◆ **Dataset items**:
========

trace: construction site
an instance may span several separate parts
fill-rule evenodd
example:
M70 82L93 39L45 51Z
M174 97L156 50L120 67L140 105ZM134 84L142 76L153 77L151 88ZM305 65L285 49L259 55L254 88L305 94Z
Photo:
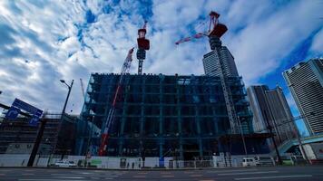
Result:
M142 73L150 49L145 22L138 30L137 74L129 73L133 48L119 74L92 73L75 154L196 160L268 153L270 135L253 131L242 77L221 44L228 28L219 16L210 12L207 32L175 43L209 38L210 52L202 60L202 76Z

========

◆ **TASK OBJECTIVE**: Copy all the rows above word for word, leaving out the pictures.

◆ **TASK SOLUTION**:
trace: construction site
an instance may span several separate parts
fill-rule evenodd
example:
M70 82L93 39L45 51Z
M174 97L156 50L120 67L140 105ZM134 84L142 76L153 77L151 88ZM305 65L285 49L259 55L254 88L305 94Z
Photo:
Result:
M142 73L150 49L145 22L138 30L137 74L129 73L133 48L119 74L92 73L75 154L196 160L268 153L270 135L253 131L242 77L221 44L228 28L219 16L210 12L207 32L175 43L209 38L210 52L202 60L202 76Z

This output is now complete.